→ THE TASKS:
1 – Answer these from the safety deposit box passage, one per line:
(a) What was the dog named?
(b) What occupation did the father write on the bank card?
(c) For whom did the mother write musicals?
2 – Please reproduce the safety deposit box passage, starting with "In the fifty" and going on through "post war 1950s.".
3 – Write the next part of the passage about the parents' safety deposit box, picking up after its final sentence.

→ SOURCE PASSAGE:

— Begin —

It seems very strange that I didn’t put everything together until I was cleaning out my parent’s safety deposit box after their deaths. The bank clerk handed me the little card they had filled out, probably just after their marriage in 1950. My parents had just bought a car and then a house in the Chicago suburbs and then added a dog, named Gerry after my grandmother. Twelve months after their marriage my older brother Ralph Jr. was born. The only missing piece in this 1950s tableau was a safety deposit box at the bank to store the deed to the house, insurance policies and other testimonials to their settled life. The bank card recorded their names, ages and address. But then I noticed two lines that called for both of their occupations, which in my mind had no relevance unless someone was bold enough to admit they were a safe cracker. My parents had dutifully filled in the information; my father’s backward slanted writing said Salesman, there was no surprise there, but I stared at my mother’s loopy handwriting. She had confidently written out: Housewife.
In the fifty five years that our lives overlapped, I never thought of my mother as a housewife – she was a mother first and foremost, but beyond that she was smart and clever, an athlete who taught all her children, including her daughter, how to throw a tight spiral football, a musician who wrote musicals for grade school children, an energetic volunteer for a residential home for troubled boys. I looked at the word “housewife,” and wondered if my mother had embraced this identity in the first dreamy years of her marriage, or if she already beginning to chafe against the suffocating pigeon hole of the post war 1950s.

— End —

→ DATASET EXCERPT:
— Begin —

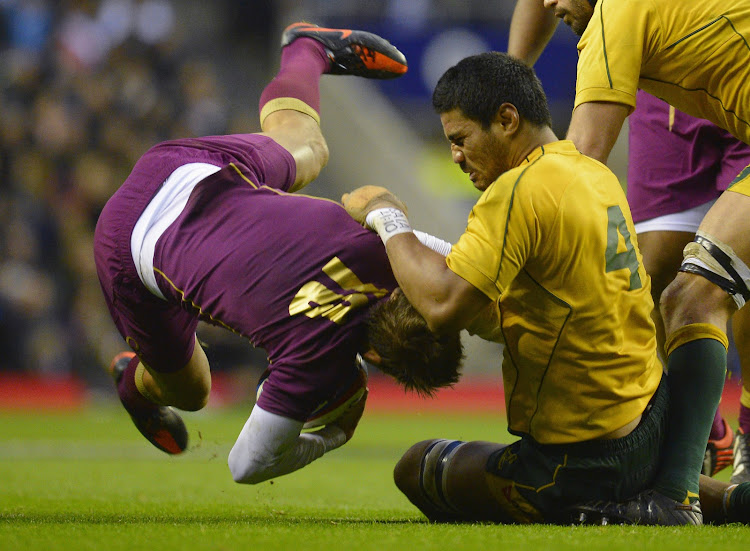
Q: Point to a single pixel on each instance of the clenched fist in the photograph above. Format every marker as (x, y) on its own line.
(365, 199)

— End —

→ FINAL RESULTS:
1 –
(a) Gerry
(b) Salesman
(c) Grade school children

2 –
In the fifty five years that our lives overlapped, I never thought of my mother as a housewife – she was a mother first and foremost, but beyond that she was smart and clever, an athlete who taught all her children, including her daughter, how to throw a tight spiral football, a musician who wrote musicals for grade school children, an energetic volunteer for a residential home for troubled boys. I looked at the word “housewife,” and wondered if my mother had embraced this identity in the first dreamy years of her marriage, or if she already beginning to chafe against the suffocating pigeon hole of the post war 1950s.

3 –
In 1963 Betty Friedan published the book, The Feminine Mystique, which detailed the widespread unhappiness of married women, even though many were living in great material comfort with new appliances, cars and televisions, all of which were supposed to make their “jobs” easier. Friedan railed against the editorial policies of woman’s magazines, all helmed by men, which reinforced the notion there was no greater destiny for women than to glory in their own femininity and procreative talents. Essentially women were defined by their husbands and their children, but had no identity of their own. Friedan wrote:
“ Millions of women lived their lives in the image of those pretty pictures of the American suburban housewife, kissing their husbands good-bye in front of the picture window, depositing their station-wagonful of children at school, and smiling as they ran the new electric waxer over the spotless kitchen floor. They baked their own bread, sewed their own and their children’s clothes, kept their new washing machines and dryers running all day … Their only dream was to be perfect wives and mothers; their only fight to get and keep their husbands. They had no thought for the unfeminine problems of the world outside the home; they wanted the men to make the major decisions. They gloried in their role as women, and wrote proudly on the census blank: “Occupation: housewife.”
My mother fell exactly into Friedan’s demographic. She graduated from college in 1949, and in the sliver of time between college and marriage she worked at a secretarial job arranged by her father. In contrast, my mother’s older brother, just returning from the World War II, smoothly transitioned to a job working alongside his father in the stockbroker business. I doubt that my grandparents or my mother ever considered for a moment that, aside from her gender, she was just as qualified as her brother to join the family business. As Friedan points out, even though more women than ever attended college in the 1940s, college was merely a placeholder and a training ground for marriage. Housewife it was. She became Mrs. Ralph Brown.
There was a toy closet in our family playroom, jumbled with board games, dress-up clothes, tambourines, maracas and other rhythm instruments. At the top, just out of reach of small children, there was a small shelf where I discovered a carefully hidden copy of my mother’s college thesis titled, “The Boot and Shoe Industry in Colonial America.” I didn’t appreciate that I had unearthed a treasured relic of her long-ago intellectual life. I remember sharing it with my brothers, and we liked to tease my mother about this seemingly trivial topic, so far removed from her more visible identity of changing diapers, changing the papers at the bottom of the mynah bird’s cage, endless carpooling, laundry chores, and just overall coping with a household of six children.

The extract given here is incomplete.